▶ Data for the task
════

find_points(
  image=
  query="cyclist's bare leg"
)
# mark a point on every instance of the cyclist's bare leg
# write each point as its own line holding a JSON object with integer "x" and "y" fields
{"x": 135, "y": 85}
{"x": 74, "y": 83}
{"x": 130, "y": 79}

════

▶ Your objective
Show each line from the listing above that includes the word "bare".

▶ Response to the exercise
  query="cyclist's bare leg"
# mark a point on every instance of the cyclist's bare leg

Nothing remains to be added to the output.